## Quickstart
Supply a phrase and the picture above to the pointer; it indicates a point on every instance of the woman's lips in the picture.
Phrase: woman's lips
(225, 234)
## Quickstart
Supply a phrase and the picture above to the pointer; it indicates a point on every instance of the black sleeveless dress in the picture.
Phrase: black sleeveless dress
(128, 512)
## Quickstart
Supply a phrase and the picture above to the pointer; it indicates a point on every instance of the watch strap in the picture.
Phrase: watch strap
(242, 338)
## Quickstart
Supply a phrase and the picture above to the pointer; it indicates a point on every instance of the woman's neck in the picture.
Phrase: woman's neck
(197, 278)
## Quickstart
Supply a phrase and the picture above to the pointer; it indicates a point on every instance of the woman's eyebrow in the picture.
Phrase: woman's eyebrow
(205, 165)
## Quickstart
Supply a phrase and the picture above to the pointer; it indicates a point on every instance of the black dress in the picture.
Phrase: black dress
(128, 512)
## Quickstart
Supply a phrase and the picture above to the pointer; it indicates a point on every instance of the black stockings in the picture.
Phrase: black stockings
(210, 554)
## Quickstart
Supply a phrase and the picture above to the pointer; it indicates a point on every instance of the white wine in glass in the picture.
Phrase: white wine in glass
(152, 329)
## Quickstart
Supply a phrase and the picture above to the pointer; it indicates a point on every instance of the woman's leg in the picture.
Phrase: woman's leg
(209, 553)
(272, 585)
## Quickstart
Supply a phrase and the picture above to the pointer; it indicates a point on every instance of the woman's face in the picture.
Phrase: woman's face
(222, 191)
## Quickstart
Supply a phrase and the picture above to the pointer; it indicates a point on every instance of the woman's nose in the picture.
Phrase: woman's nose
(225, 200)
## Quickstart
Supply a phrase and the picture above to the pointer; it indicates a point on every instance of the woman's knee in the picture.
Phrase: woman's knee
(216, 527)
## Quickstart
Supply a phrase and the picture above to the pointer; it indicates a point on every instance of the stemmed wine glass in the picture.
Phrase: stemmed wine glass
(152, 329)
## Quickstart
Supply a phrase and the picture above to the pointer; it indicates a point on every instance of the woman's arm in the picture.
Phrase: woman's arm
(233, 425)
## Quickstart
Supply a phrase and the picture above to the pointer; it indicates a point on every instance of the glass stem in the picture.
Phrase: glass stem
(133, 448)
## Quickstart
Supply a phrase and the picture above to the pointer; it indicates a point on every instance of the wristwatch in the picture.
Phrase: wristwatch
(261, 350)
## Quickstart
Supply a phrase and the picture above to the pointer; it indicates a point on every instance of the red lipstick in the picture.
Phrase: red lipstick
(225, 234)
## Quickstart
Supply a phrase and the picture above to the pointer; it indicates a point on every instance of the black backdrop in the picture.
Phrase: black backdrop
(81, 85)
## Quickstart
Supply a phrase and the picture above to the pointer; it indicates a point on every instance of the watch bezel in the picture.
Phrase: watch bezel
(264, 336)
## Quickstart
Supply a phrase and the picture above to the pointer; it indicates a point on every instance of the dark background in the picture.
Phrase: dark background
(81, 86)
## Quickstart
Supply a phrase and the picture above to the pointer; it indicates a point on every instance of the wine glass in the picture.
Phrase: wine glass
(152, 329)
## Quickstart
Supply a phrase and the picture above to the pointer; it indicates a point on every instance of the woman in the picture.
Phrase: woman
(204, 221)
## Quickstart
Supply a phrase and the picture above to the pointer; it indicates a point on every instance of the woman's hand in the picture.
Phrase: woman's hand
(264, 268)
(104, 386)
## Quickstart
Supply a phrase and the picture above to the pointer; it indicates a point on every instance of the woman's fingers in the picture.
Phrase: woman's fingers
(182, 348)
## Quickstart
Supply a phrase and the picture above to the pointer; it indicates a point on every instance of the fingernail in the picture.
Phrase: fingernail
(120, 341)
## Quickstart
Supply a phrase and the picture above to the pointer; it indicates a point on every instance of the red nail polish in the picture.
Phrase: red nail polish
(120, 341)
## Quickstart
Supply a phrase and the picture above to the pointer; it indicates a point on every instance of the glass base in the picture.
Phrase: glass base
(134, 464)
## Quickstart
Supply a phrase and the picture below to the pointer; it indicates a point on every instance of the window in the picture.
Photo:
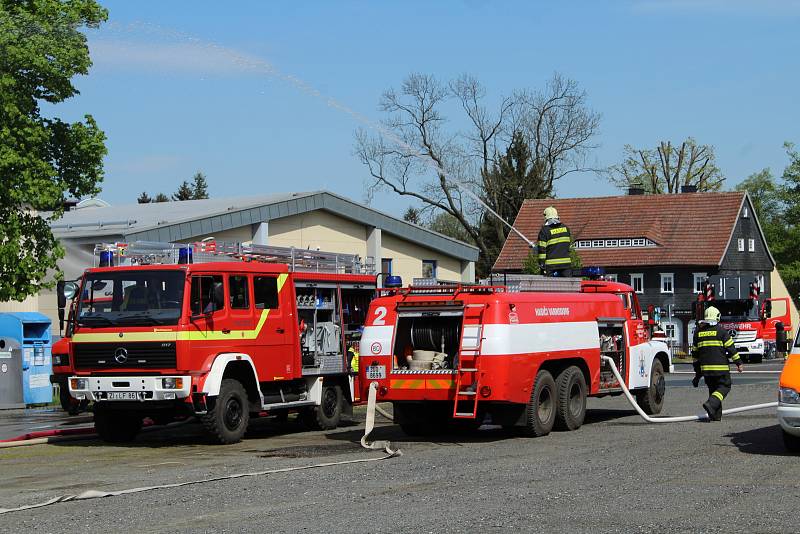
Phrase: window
(240, 296)
(637, 282)
(208, 294)
(667, 283)
(265, 292)
(698, 282)
(428, 268)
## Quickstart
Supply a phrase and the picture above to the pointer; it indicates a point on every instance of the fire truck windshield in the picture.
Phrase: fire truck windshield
(737, 310)
(131, 298)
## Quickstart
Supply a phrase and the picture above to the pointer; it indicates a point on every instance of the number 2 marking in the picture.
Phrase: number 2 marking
(380, 316)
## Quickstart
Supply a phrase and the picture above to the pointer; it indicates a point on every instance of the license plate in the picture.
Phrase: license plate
(376, 372)
(122, 395)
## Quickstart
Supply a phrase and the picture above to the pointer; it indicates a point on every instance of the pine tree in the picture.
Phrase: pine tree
(184, 192)
(200, 186)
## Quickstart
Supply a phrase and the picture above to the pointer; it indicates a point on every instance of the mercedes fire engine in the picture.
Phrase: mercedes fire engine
(220, 331)
(751, 322)
(527, 356)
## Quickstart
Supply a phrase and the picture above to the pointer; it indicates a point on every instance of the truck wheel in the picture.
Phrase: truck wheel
(652, 399)
(540, 414)
(571, 391)
(791, 442)
(327, 415)
(117, 426)
(227, 421)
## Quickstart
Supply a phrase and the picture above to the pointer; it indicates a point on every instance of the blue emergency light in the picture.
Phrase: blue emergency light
(393, 281)
(185, 255)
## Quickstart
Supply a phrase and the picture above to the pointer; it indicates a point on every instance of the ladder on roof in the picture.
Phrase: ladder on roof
(468, 370)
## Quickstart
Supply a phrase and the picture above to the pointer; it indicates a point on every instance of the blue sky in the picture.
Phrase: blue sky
(184, 86)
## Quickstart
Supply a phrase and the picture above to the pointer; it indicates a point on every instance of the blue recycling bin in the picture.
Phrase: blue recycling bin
(31, 330)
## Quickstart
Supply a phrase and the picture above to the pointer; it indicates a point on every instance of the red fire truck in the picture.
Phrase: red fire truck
(163, 330)
(528, 357)
(752, 321)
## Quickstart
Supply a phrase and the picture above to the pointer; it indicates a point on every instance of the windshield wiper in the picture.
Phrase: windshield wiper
(140, 317)
(95, 320)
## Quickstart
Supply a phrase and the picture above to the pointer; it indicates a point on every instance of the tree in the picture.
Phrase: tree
(184, 192)
(668, 167)
(417, 155)
(43, 160)
(199, 186)
(412, 215)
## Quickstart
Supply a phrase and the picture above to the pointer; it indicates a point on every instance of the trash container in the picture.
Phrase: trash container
(10, 374)
(31, 331)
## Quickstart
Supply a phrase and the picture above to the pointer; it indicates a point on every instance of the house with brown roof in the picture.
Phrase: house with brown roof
(664, 246)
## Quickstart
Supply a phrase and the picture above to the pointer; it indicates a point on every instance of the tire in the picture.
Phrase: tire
(540, 414)
(117, 426)
(791, 442)
(227, 421)
(651, 400)
(328, 414)
(571, 392)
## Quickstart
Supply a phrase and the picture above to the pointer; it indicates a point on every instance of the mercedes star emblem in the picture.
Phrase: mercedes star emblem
(121, 355)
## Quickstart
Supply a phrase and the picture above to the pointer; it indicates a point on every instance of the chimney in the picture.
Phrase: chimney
(635, 189)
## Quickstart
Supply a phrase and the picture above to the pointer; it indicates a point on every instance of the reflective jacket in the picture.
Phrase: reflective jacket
(554, 243)
(711, 348)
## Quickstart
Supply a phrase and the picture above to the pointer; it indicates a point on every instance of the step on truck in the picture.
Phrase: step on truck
(751, 319)
(224, 332)
(528, 356)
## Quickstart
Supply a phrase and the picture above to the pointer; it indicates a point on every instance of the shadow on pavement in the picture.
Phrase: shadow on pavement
(764, 441)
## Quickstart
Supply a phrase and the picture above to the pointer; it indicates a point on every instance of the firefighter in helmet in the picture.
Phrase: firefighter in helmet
(711, 348)
(554, 245)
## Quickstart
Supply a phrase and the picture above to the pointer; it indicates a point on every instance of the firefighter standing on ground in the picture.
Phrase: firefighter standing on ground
(711, 348)
(554, 245)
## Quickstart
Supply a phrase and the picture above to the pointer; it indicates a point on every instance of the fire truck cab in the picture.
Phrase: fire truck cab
(170, 333)
(527, 356)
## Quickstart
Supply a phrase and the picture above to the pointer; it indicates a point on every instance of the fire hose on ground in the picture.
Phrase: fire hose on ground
(680, 419)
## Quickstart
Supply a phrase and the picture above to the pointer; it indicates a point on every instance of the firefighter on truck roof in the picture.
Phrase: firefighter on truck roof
(711, 348)
(554, 245)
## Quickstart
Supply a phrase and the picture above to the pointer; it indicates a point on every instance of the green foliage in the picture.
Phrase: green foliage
(199, 186)
(515, 176)
(184, 192)
(777, 203)
(42, 160)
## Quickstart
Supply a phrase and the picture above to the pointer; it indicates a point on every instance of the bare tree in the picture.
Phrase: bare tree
(417, 153)
(667, 168)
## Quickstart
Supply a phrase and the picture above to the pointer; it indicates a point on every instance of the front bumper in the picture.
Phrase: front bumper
(789, 418)
(129, 388)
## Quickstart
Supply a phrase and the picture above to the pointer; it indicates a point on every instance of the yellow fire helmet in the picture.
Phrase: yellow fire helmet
(712, 314)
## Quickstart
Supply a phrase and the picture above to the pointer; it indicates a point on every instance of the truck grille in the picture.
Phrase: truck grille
(143, 355)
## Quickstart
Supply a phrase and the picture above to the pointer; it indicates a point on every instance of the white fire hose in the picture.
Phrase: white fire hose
(681, 419)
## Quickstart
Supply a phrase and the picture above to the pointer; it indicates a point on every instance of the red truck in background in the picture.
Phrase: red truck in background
(750, 320)
(164, 335)
(450, 355)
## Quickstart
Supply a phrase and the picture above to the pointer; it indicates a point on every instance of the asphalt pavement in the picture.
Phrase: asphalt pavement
(614, 474)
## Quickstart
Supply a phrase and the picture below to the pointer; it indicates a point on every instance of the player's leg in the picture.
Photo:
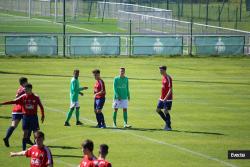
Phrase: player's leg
(125, 118)
(167, 108)
(115, 106)
(69, 113)
(159, 111)
(114, 117)
(15, 121)
(78, 122)
(99, 110)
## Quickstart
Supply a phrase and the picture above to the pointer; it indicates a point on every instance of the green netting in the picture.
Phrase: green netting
(219, 45)
(31, 45)
(94, 45)
(157, 45)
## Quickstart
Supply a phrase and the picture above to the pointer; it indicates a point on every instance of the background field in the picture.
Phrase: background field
(210, 112)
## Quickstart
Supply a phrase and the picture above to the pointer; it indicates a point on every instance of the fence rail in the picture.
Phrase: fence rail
(123, 44)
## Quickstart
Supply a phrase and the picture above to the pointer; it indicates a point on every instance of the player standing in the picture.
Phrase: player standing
(99, 95)
(121, 97)
(17, 114)
(165, 101)
(29, 103)
(103, 152)
(39, 153)
(88, 158)
(75, 90)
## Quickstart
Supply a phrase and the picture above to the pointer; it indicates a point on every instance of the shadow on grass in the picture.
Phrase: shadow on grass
(175, 130)
(66, 156)
(63, 147)
(131, 78)
(5, 117)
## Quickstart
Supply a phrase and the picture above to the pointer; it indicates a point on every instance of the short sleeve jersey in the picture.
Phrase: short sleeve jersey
(87, 162)
(99, 85)
(17, 108)
(166, 87)
(40, 157)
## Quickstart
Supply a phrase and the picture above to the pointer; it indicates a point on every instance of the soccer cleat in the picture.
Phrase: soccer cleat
(66, 124)
(29, 142)
(127, 126)
(6, 142)
(114, 125)
(79, 123)
(167, 128)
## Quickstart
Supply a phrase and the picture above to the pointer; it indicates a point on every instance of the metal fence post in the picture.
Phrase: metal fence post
(64, 28)
(191, 38)
(130, 38)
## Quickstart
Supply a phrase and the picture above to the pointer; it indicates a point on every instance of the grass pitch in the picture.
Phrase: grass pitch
(210, 111)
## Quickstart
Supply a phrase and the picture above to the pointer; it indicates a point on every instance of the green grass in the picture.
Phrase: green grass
(210, 111)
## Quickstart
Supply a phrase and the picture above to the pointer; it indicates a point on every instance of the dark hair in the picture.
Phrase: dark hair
(28, 86)
(88, 144)
(96, 71)
(163, 67)
(104, 149)
(39, 134)
(23, 80)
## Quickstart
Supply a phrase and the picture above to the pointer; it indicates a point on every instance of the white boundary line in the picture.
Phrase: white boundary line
(195, 153)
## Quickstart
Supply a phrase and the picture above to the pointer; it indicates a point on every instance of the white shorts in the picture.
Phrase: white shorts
(74, 104)
(120, 103)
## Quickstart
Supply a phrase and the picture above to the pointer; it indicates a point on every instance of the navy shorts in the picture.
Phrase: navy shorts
(164, 105)
(17, 117)
(99, 103)
(30, 122)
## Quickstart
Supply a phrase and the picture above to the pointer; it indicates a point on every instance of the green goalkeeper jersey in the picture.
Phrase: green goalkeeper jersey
(74, 89)
(121, 88)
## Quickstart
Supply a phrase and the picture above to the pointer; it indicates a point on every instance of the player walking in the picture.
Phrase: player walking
(88, 158)
(17, 114)
(40, 154)
(75, 90)
(165, 101)
(103, 152)
(121, 97)
(29, 103)
(99, 98)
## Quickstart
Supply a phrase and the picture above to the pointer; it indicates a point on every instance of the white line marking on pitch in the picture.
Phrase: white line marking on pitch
(163, 143)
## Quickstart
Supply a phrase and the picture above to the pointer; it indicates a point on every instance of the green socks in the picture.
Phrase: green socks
(125, 117)
(114, 117)
(69, 114)
(77, 114)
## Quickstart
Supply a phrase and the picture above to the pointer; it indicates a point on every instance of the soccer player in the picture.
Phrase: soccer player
(165, 101)
(40, 154)
(121, 97)
(99, 98)
(17, 114)
(29, 102)
(103, 152)
(75, 90)
(88, 158)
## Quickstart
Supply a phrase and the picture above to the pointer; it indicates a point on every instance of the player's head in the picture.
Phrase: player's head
(23, 81)
(28, 88)
(87, 147)
(103, 150)
(76, 73)
(163, 69)
(122, 71)
(39, 138)
(96, 73)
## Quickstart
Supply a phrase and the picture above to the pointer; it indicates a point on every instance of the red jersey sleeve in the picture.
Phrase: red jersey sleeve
(40, 105)
(28, 152)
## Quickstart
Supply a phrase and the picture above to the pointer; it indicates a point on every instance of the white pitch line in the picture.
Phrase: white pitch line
(197, 154)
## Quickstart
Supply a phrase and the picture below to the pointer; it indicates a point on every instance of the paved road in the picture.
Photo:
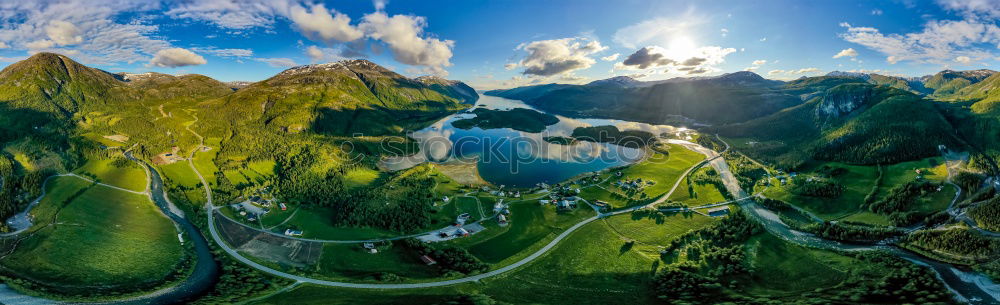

# TASK OBJECTIVE
How many of the lines above contain the string "strap", with uppercase and lowercase treated as different? Reply with the number only.

# OUTPUT
2